Rewrite all the lines below as a numbered list, skipping blank lines and leaving the pictures out.

________

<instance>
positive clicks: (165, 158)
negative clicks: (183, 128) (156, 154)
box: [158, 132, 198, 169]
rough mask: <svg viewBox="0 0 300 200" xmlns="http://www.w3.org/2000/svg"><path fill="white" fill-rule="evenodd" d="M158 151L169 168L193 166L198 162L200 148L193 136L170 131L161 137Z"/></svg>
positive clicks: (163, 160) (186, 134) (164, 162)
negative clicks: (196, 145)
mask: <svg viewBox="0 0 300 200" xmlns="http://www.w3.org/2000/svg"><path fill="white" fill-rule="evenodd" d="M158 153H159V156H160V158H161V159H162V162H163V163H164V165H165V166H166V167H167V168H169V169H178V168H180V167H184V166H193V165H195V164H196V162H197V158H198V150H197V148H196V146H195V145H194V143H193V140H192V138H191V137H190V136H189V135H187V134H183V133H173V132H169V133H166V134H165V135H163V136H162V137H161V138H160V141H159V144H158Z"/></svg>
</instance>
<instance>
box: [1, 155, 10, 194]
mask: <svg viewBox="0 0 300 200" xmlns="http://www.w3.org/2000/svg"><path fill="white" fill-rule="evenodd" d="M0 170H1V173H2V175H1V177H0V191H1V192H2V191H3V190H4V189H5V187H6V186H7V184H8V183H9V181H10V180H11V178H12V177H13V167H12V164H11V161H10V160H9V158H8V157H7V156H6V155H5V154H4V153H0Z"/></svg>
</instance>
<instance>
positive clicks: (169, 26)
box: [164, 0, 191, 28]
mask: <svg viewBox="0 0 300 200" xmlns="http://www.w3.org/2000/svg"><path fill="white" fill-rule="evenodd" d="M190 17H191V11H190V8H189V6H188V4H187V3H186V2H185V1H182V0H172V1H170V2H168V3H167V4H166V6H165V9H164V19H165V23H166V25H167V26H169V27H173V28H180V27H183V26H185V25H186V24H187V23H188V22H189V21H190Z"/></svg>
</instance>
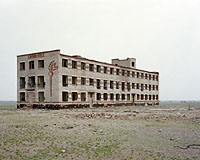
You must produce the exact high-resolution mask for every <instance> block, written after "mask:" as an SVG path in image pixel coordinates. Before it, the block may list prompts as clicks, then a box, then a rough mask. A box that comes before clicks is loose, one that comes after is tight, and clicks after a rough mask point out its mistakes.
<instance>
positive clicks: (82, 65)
mask: <svg viewBox="0 0 200 160" xmlns="http://www.w3.org/2000/svg"><path fill="white" fill-rule="evenodd" d="M85 68H86V64H85V63H84V62H81V70H85Z"/></svg>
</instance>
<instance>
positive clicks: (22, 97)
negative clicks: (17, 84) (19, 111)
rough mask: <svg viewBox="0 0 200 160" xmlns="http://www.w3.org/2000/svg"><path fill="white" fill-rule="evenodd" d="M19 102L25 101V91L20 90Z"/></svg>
mask: <svg viewBox="0 0 200 160" xmlns="http://www.w3.org/2000/svg"><path fill="white" fill-rule="evenodd" d="M20 102H25V92H20Z"/></svg>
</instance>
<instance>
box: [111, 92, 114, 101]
mask: <svg viewBox="0 0 200 160" xmlns="http://www.w3.org/2000/svg"><path fill="white" fill-rule="evenodd" d="M110 100H111V101H113V100H114V94H113V93H111V94H110Z"/></svg>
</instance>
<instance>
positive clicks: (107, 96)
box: [103, 93, 108, 101]
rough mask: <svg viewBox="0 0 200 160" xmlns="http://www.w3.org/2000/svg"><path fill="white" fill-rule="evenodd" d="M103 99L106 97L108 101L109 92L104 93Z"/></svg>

________

Answer for this exercise
1. <instance>
2. positive clicks: (165, 158)
3. negative clicks: (183, 128) (156, 154)
4. box: [158, 132, 198, 169]
5. rough mask: <svg viewBox="0 0 300 200" xmlns="http://www.w3.org/2000/svg"><path fill="white" fill-rule="evenodd" d="M158 151L169 168L193 166L198 162L200 148L193 136L170 131L161 137Z"/></svg>
6. positive clicks: (163, 160) (186, 134) (164, 162)
7. negative clicks: (196, 145)
8. mask: <svg viewBox="0 0 300 200" xmlns="http://www.w3.org/2000/svg"><path fill="white" fill-rule="evenodd" d="M158 153H159V156H160V158H161V159H162V162H163V163H164V165H165V166H166V167H167V168H169V169H178V168H180V167H184V166H193V165H195V164H196V162H197V158H198V150H197V148H196V146H195V145H194V143H193V140H192V138H191V137H190V136H189V135H187V134H183V133H173V132H169V133H166V134H165V135H163V136H162V137H161V138H160V141H159V144H158Z"/></svg>
9. </instance>
10. <instance>
11. box: [1, 155, 10, 194]
12. mask: <svg viewBox="0 0 300 200" xmlns="http://www.w3.org/2000/svg"><path fill="white" fill-rule="evenodd" d="M0 170H1V173H2V175H1V177H0V191H1V192H2V191H3V190H4V189H5V187H6V186H7V184H8V183H9V181H10V180H11V178H12V177H13V167H12V164H11V161H10V160H9V158H8V157H7V156H6V155H5V154H4V153H0Z"/></svg>
13. </instance>
14. <instance>
15. positive clicks: (169, 26)
16. box: [164, 0, 191, 28]
17. mask: <svg viewBox="0 0 300 200" xmlns="http://www.w3.org/2000/svg"><path fill="white" fill-rule="evenodd" d="M190 17H191V11H190V8H189V6H188V4H187V3H186V2H185V1H182V0H172V1H170V2H168V3H167V4H166V6H165V9H164V19H165V23H166V25H167V26H169V27H173V28H180V27H183V26H185V25H186V24H187V23H188V22H189V21H190Z"/></svg>
18. </instance>
19. You must produce the exact high-resolution mask for every <instance> block, written after "mask:" as an SVG path in image pixel coordinates. Before it, the block may list prompts as clicks, then a box, then a rough mask. A box that comes before clicks is loose, one that comes after is tight, and clicks after a rough mask point out its mistakes.
20. <instance>
21. positive clicks: (82, 65)
22. mask: <svg viewBox="0 0 200 160" xmlns="http://www.w3.org/2000/svg"><path fill="white" fill-rule="evenodd" d="M85 68H86V64H85V63H84V62H81V70H85Z"/></svg>
23. </instance>
24. <instance>
25. positive clicks: (22, 97)
26. negative clicks: (17, 84) (19, 111)
27. rough mask: <svg viewBox="0 0 200 160" xmlns="http://www.w3.org/2000/svg"><path fill="white" fill-rule="evenodd" d="M19 102L25 101V91L20 90Z"/></svg>
28. mask: <svg viewBox="0 0 200 160" xmlns="http://www.w3.org/2000/svg"><path fill="white" fill-rule="evenodd" d="M20 102H25V92H20Z"/></svg>
29. </instance>
30. <instance>
31. box: [111, 92, 114, 101]
32. mask: <svg viewBox="0 0 200 160" xmlns="http://www.w3.org/2000/svg"><path fill="white" fill-rule="evenodd" d="M110 100H111V101H113V100H114V94H113V93H111V94H110Z"/></svg>
33. </instance>
34. <instance>
35. positive clicks: (107, 96)
36. box: [103, 93, 108, 101]
37. rough mask: <svg viewBox="0 0 200 160" xmlns="http://www.w3.org/2000/svg"><path fill="white" fill-rule="evenodd" d="M103 99L106 97L108 101L109 92L104 93Z"/></svg>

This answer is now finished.